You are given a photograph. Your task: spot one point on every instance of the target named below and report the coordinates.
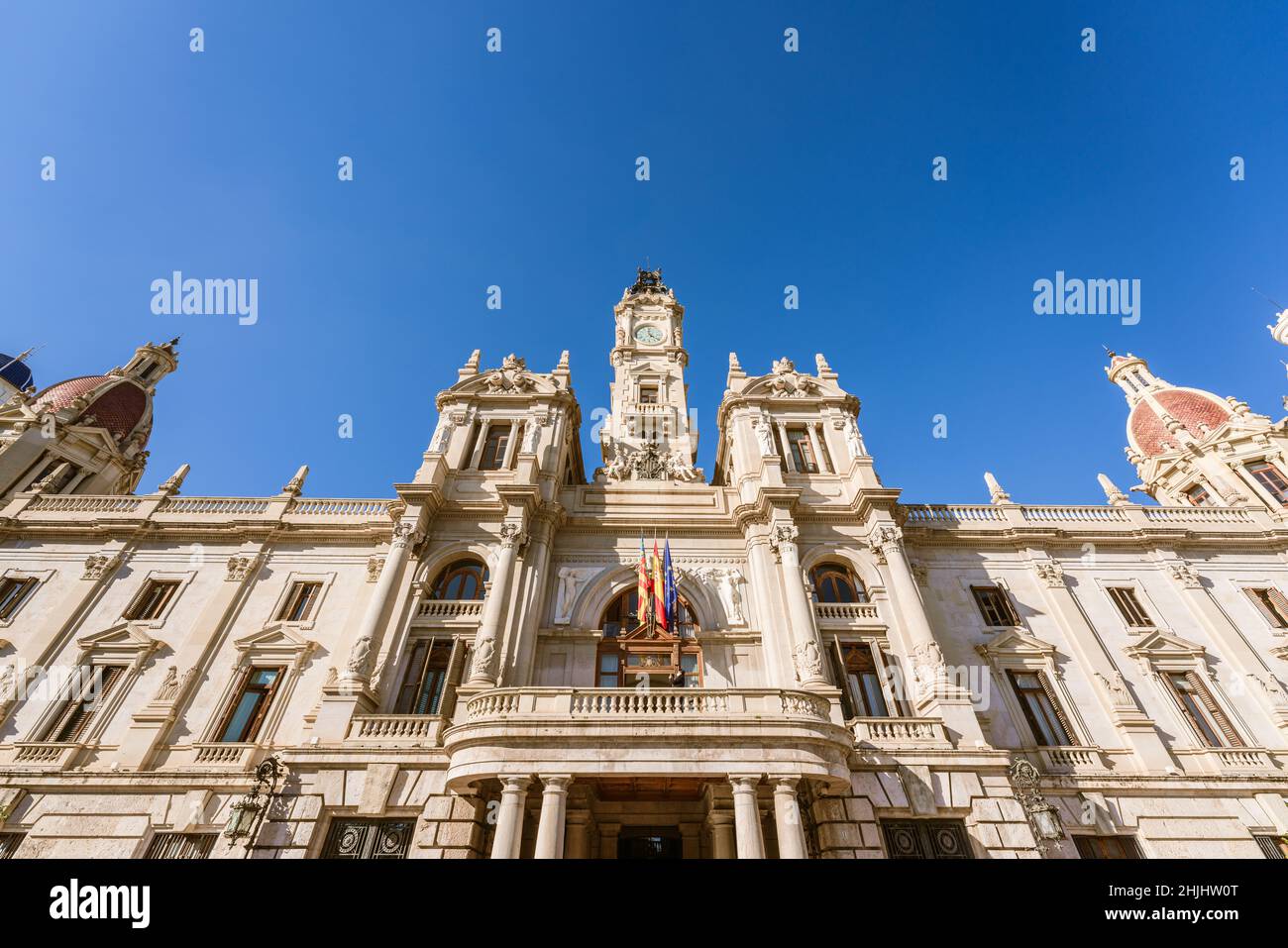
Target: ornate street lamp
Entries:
(248, 814)
(1042, 815)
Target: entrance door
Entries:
(649, 843)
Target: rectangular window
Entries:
(1273, 846)
(1108, 848)
(13, 594)
(803, 451)
(153, 599)
(1041, 708)
(995, 607)
(369, 839)
(80, 708)
(421, 690)
(926, 839)
(246, 714)
(1269, 476)
(180, 846)
(299, 601)
(1128, 604)
(1271, 604)
(493, 447)
(1198, 496)
(609, 669)
(1201, 710)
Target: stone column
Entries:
(787, 819)
(579, 835)
(509, 818)
(554, 807)
(721, 835)
(359, 666)
(746, 813)
(806, 646)
(483, 673)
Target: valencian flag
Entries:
(642, 590)
(658, 588)
(670, 595)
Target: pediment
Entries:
(278, 640)
(124, 640)
(1162, 643)
(1017, 642)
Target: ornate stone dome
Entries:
(1198, 412)
(117, 406)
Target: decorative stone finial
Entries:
(295, 484)
(1112, 493)
(996, 494)
(175, 480)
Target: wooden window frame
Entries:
(1008, 610)
(154, 600)
(369, 839)
(1206, 717)
(166, 845)
(822, 574)
(1056, 715)
(460, 567)
(1275, 484)
(16, 591)
(76, 711)
(295, 596)
(410, 697)
(498, 447)
(1127, 600)
(1095, 846)
(1270, 603)
(803, 450)
(252, 732)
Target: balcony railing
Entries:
(447, 609)
(658, 703)
(394, 729)
(846, 613)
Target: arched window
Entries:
(632, 652)
(836, 583)
(464, 579)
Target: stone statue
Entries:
(571, 579)
(853, 440)
(726, 586)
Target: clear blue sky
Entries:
(768, 168)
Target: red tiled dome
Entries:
(119, 408)
(1192, 408)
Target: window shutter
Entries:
(1059, 710)
(1253, 594)
(1214, 708)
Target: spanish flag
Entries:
(644, 586)
(658, 584)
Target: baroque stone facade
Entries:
(452, 672)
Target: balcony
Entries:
(848, 616)
(46, 755)
(900, 733)
(394, 730)
(692, 732)
(449, 612)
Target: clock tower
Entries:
(649, 434)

# EXERCISE BRIEF
Reproduce the material above word for word, from its first line to its last, and leave the picture out.

# EXERCISE OUTPUT
You are given a photograph. Your task: spot one point on every instance of the target named below and report the coordinates.
Target: ornate street lamp
Entries:
(248, 814)
(1042, 815)
Target: entrance door
Entries:
(649, 843)
Target: rectangular window
Entries:
(1273, 846)
(1108, 848)
(13, 594)
(803, 451)
(153, 599)
(1041, 708)
(995, 607)
(369, 839)
(80, 708)
(421, 690)
(926, 839)
(246, 714)
(1269, 476)
(180, 846)
(299, 601)
(1128, 604)
(1271, 604)
(493, 447)
(1198, 496)
(609, 669)
(1201, 710)
Target: stone column
Entries:
(787, 819)
(579, 835)
(509, 818)
(554, 807)
(721, 835)
(359, 666)
(746, 813)
(806, 646)
(483, 673)
Target: valencian flag
Entries:
(642, 590)
(658, 588)
(670, 595)
Target: pediment
Entries:
(278, 640)
(124, 640)
(1162, 643)
(1017, 642)
Target: ornate stone dome
Entries:
(1198, 412)
(117, 406)
Target: decorative stone finial
Entries:
(295, 484)
(1112, 493)
(996, 494)
(175, 480)
Target: wooden window frame
Entries:
(1008, 610)
(154, 600)
(369, 839)
(1206, 717)
(166, 845)
(822, 574)
(1056, 715)
(460, 567)
(1275, 484)
(16, 591)
(76, 711)
(295, 596)
(410, 697)
(498, 447)
(1127, 600)
(1095, 846)
(1270, 603)
(803, 450)
(252, 732)
Target: balcony railing
Entries:
(447, 609)
(658, 703)
(394, 729)
(846, 613)
Target: arched window
Entries:
(632, 652)
(836, 583)
(464, 579)
Target: stone statue
Entries:
(571, 579)
(853, 440)
(726, 586)
Target: clear blue sky
Entries:
(768, 168)
Target: red tiled dome
Entries:
(119, 408)
(1192, 408)
Target: window shutter
Entries:
(1059, 710)
(1253, 594)
(1214, 708)
Target: spanish flag
Entries:
(644, 586)
(658, 584)
Target: baroque stone facade
Entries:
(452, 672)
Target: balcony
Entries:
(848, 616)
(46, 755)
(900, 733)
(394, 730)
(692, 732)
(449, 612)
Target: clock tower
Entries:
(649, 434)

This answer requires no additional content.